Task goal —
Each entry must be output once more without any change.

Saved entries:

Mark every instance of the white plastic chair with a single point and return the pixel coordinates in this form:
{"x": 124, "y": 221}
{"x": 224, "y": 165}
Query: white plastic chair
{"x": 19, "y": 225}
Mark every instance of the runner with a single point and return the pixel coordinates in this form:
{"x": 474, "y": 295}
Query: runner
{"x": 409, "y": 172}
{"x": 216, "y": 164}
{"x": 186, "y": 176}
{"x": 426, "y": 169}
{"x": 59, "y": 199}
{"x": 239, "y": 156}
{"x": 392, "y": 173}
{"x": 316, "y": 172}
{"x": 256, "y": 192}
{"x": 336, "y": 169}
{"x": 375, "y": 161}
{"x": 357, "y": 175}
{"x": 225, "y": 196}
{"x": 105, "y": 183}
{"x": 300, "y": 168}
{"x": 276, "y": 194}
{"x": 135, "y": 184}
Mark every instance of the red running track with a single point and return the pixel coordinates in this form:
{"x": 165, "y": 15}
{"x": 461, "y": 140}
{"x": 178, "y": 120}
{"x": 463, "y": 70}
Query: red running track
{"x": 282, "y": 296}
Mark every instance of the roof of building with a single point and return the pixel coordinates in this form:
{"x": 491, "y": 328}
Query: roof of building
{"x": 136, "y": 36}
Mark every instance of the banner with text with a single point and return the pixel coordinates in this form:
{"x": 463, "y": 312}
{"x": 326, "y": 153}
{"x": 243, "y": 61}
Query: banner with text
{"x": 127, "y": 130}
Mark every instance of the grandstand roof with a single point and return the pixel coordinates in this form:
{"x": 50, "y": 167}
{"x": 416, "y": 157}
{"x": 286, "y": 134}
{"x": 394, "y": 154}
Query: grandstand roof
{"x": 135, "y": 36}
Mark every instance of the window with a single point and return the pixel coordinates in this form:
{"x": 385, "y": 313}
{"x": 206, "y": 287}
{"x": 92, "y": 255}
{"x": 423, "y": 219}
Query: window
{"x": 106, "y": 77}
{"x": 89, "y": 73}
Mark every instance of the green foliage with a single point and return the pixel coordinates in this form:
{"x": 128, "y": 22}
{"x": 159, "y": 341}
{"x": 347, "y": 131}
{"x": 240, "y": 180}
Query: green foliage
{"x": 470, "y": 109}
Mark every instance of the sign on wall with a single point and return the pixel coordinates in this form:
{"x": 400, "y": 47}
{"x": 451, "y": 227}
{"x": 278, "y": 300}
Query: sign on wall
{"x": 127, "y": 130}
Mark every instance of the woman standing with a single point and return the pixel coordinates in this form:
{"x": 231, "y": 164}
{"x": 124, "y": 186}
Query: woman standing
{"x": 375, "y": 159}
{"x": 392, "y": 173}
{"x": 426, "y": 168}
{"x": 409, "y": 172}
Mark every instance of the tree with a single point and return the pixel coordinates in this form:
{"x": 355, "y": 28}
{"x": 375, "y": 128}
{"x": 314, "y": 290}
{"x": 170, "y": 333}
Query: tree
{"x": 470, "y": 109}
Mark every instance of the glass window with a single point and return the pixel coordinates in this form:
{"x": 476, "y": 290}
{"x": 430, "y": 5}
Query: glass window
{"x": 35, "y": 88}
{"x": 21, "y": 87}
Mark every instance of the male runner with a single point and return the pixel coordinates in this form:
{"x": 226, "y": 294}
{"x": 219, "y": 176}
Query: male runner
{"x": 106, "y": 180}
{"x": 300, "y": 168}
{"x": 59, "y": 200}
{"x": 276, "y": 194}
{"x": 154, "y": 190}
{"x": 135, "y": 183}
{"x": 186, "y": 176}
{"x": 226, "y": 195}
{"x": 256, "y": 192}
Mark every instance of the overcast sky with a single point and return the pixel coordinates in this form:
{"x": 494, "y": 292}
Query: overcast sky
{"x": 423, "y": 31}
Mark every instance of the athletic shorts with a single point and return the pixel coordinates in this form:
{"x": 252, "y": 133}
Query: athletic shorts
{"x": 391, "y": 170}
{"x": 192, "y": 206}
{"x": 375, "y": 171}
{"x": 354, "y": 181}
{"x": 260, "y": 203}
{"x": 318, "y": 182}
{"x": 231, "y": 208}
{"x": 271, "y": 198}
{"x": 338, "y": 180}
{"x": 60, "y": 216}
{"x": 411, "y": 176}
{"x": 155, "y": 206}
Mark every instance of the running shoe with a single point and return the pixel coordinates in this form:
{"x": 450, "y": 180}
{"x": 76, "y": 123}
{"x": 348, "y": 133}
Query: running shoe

Solved problem —
Mark every instance of the white plastic chair with a single point and return the pixel coordinates in this form:
{"x": 124, "y": 221}
{"x": 224, "y": 165}
Query: white plastic chair
{"x": 19, "y": 225}
Mark every instance of the runner with a single point and return the pixel coordinates in this form:
{"x": 474, "y": 295}
Query: runner
{"x": 409, "y": 172}
{"x": 216, "y": 164}
{"x": 186, "y": 176}
{"x": 426, "y": 169}
{"x": 59, "y": 199}
{"x": 239, "y": 156}
{"x": 392, "y": 173}
{"x": 316, "y": 172}
{"x": 256, "y": 192}
{"x": 336, "y": 169}
{"x": 375, "y": 161}
{"x": 357, "y": 175}
{"x": 225, "y": 196}
{"x": 105, "y": 183}
{"x": 300, "y": 168}
{"x": 276, "y": 194}
{"x": 135, "y": 184}
Mark every instance of the red running track with a single point and return the pixel coordinates in this form:
{"x": 165, "y": 15}
{"x": 461, "y": 140}
{"x": 178, "y": 120}
{"x": 463, "y": 70}
Query: red running track
{"x": 282, "y": 296}
Mark every instance of the roof of building with a single point and return the pixel coordinates in this form:
{"x": 491, "y": 328}
Query: roof of building
{"x": 136, "y": 36}
Mark every instance of the banner with text with a single point and return the pixel coordinates in this form:
{"x": 463, "y": 312}
{"x": 326, "y": 153}
{"x": 243, "y": 61}
Query: banner with text
{"x": 127, "y": 130}
Mark every instance of the grandstand roof with a single point and return the pixel coordinates in this form:
{"x": 50, "y": 167}
{"x": 416, "y": 157}
{"x": 286, "y": 134}
{"x": 394, "y": 154}
Query: grandstand roof
{"x": 135, "y": 36}
Mark every instance of the window with a single point and return the pixel coordinates in this form:
{"x": 385, "y": 313}
{"x": 206, "y": 287}
{"x": 92, "y": 255}
{"x": 423, "y": 219}
Query: window
{"x": 106, "y": 77}
{"x": 89, "y": 73}
Mark every instance of the green foliage with a single point and return the pixel coordinates in this form:
{"x": 128, "y": 22}
{"x": 159, "y": 341}
{"x": 347, "y": 131}
{"x": 240, "y": 180}
Query: green foliage
{"x": 470, "y": 109}
Mark every instance of the sign on wall with a single point and return the pixel coordinates in this form:
{"x": 400, "y": 47}
{"x": 451, "y": 227}
{"x": 278, "y": 300}
Query: sign on wall
{"x": 127, "y": 130}
Mark every instance of the woman standing with a single point and return the pixel coordinates in this form:
{"x": 231, "y": 164}
{"x": 124, "y": 186}
Query: woman standing
{"x": 375, "y": 159}
{"x": 392, "y": 173}
{"x": 426, "y": 168}
{"x": 409, "y": 172}
Mark every instance of the tree with a single point and return the pixel coordinates in this form:
{"x": 355, "y": 28}
{"x": 375, "y": 128}
{"x": 314, "y": 290}
{"x": 170, "y": 333}
Query: tree
{"x": 470, "y": 109}
Mark every instance of the glass window with a single point and return the pixel coordinates in this form:
{"x": 476, "y": 290}
{"x": 430, "y": 5}
Query: glass window
{"x": 35, "y": 88}
{"x": 21, "y": 87}
Mark every instance of the male runner with a single point and return the pixel coordinates in this form:
{"x": 226, "y": 294}
{"x": 219, "y": 176}
Query: male runner
{"x": 106, "y": 180}
{"x": 300, "y": 168}
{"x": 59, "y": 200}
{"x": 276, "y": 194}
{"x": 154, "y": 190}
{"x": 135, "y": 183}
{"x": 186, "y": 176}
{"x": 226, "y": 195}
{"x": 256, "y": 192}
Mark every instance of the overcast sky with a single point and return the pixel coordinates in this form:
{"x": 494, "y": 292}
Query: overcast sky
{"x": 423, "y": 31}
Mark every instance of the athletic shorts with a single point and return the pixel coordinates in this form:
{"x": 252, "y": 133}
Query: athletic shorts
{"x": 391, "y": 170}
{"x": 192, "y": 206}
{"x": 375, "y": 171}
{"x": 354, "y": 181}
{"x": 260, "y": 203}
{"x": 318, "y": 182}
{"x": 231, "y": 208}
{"x": 271, "y": 198}
{"x": 338, "y": 180}
{"x": 60, "y": 216}
{"x": 411, "y": 176}
{"x": 155, "y": 206}
Mark every instance of the running shoe with a single point and return the pixel coordinates in this form:
{"x": 450, "y": 180}
{"x": 76, "y": 123}
{"x": 348, "y": 133}
Query: running shoe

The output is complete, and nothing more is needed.